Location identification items
# # # # #

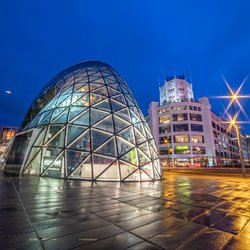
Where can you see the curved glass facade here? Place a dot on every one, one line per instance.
(92, 129)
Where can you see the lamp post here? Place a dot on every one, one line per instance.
(237, 131)
(234, 98)
(168, 150)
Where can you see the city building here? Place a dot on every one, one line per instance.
(86, 124)
(188, 132)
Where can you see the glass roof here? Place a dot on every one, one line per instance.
(93, 129)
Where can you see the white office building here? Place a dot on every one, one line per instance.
(188, 132)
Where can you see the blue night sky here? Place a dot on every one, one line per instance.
(143, 40)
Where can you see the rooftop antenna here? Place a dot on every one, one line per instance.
(174, 71)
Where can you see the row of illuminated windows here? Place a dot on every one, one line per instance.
(7, 134)
(181, 128)
(222, 130)
(180, 117)
(183, 150)
(182, 139)
(224, 138)
(179, 108)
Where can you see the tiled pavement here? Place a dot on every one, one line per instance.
(179, 213)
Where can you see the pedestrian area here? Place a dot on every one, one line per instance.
(180, 212)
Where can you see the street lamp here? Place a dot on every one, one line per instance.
(234, 98)
(237, 131)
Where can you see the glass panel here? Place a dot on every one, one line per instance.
(56, 168)
(58, 141)
(113, 92)
(128, 135)
(81, 87)
(100, 163)
(34, 166)
(115, 87)
(96, 98)
(61, 99)
(39, 140)
(74, 158)
(131, 157)
(67, 90)
(120, 98)
(52, 130)
(123, 146)
(101, 91)
(46, 120)
(84, 171)
(116, 106)
(33, 152)
(98, 138)
(82, 119)
(111, 173)
(120, 124)
(147, 173)
(144, 148)
(106, 124)
(74, 132)
(123, 114)
(97, 115)
(109, 148)
(82, 143)
(75, 111)
(139, 137)
(105, 105)
(142, 158)
(56, 113)
(83, 100)
(126, 170)
(63, 117)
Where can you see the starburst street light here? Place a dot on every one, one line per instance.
(234, 98)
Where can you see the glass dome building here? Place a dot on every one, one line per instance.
(91, 129)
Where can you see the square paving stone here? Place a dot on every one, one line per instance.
(139, 221)
(238, 243)
(207, 239)
(116, 242)
(157, 227)
(231, 223)
(174, 237)
(83, 238)
(144, 246)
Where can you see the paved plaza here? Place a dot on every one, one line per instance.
(181, 212)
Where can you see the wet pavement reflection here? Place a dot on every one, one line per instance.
(180, 212)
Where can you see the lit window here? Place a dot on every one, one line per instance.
(195, 117)
(164, 119)
(182, 149)
(197, 139)
(179, 117)
(180, 127)
(199, 150)
(196, 127)
(181, 138)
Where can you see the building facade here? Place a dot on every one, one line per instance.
(89, 127)
(188, 132)
(6, 134)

# # # # #

- **Written problem**
Lay out the rows above as a two-column CSV with the header text,answer and one line for each row. Put each row's text and its answer in one quoted field apiece, replace line breaks with spaces, and omit the pictures.

- **Answer to this problem**
text,answer
"Where can you see the curved glass facade here? Place a dot on every one, one line per instance.","(92, 129)"
"Where can you see the lamp post here? Place a dot on every one, one line per instance.","(237, 131) (234, 98) (168, 150)"
"Where can you see the city building here? Place a dot on every one, one line per instance.","(86, 124) (188, 132)"
"Where can you see the glass roof here? Place a dot on every one, one line per instance.","(93, 129)"
"Where can you see the white office building here? Place a dot on every one, one line per instance.","(188, 132)"
"Where can you see the blue night sky here? Place a dot on every one, one line per instance.","(143, 40)"
"Where can you see the rooftop antenna here? Place a dot on every one, one line per instance.","(174, 71)"
"Where can you see the row of illuminated windows here? Place a dot on every one, one line per instance.","(7, 134) (181, 128) (222, 130) (180, 117) (183, 150) (182, 139) (224, 138) (179, 108)"
"Where can you see the tiled pavement here? Place a dot on every one, one line per instance.","(179, 213)"
"Where can you see the pedestrian area here? Place a dot on every one, one line per instance.","(180, 212)"
"Where can you see the street lamp here? Place a dot on every one, one line per instance.","(234, 98) (237, 131)"
"Where can you see the glass panel here? Place a dot on every one, one line per instance.","(56, 168) (58, 141) (113, 92) (128, 135) (81, 87) (100, 163) (34, 166) (115, 87) (96, 98) (61, 99) (39, 140) (74, 158) (131, 157) (67, 90) (120, 98) (52, 130) (123, 146) (101, 91) (46, 120) (84, 171) (116, 106) (33, 152) (98, 138) (82, 119) (111, 173) (120, 124) (147, 173) (144, 148) (106, 124) (74, 132) (123, 114) (97, 115) (109, 148) (82, 143) (75, 111) (139, 137) (105, 105) (142, 158) (56, 113) (83, 100) (126, 170) (63, 117)"
"Where can you see the starburst street light here? Place a dot on every one, one line per instance.","(234, 98)"
"Where can you see the glass dome building here? Place a dot on every one, one line per instance.","(91, 129)"
"Where can you see the square paving stone here? Place a dot on every one, one line per instance.","(139, 221) (238, 243) (207, 239) (116, 242) (157, 227) (231, 223) (174, 237) (83, 238) (144, 246)"
"Where can you see the paved plaza here? Place a dot on every one, one line per instance.","(181, 212)"
"Where can you see the wet pavement reflection here? Place a dot on every one, one line per instance.","(180, 212)"
"Where can you see the lit window here? Place a dot on every one, one line per instance.","(195, 117) (164, 119) (182, 149) (197, 139) (179, 117) (180, 127) (199, 150) (196, 127) (181, 138)"
"Where can you see the building facade here? Place a dot on every one, one line per instance.","(89, 127) (188, 132) (6, 134)"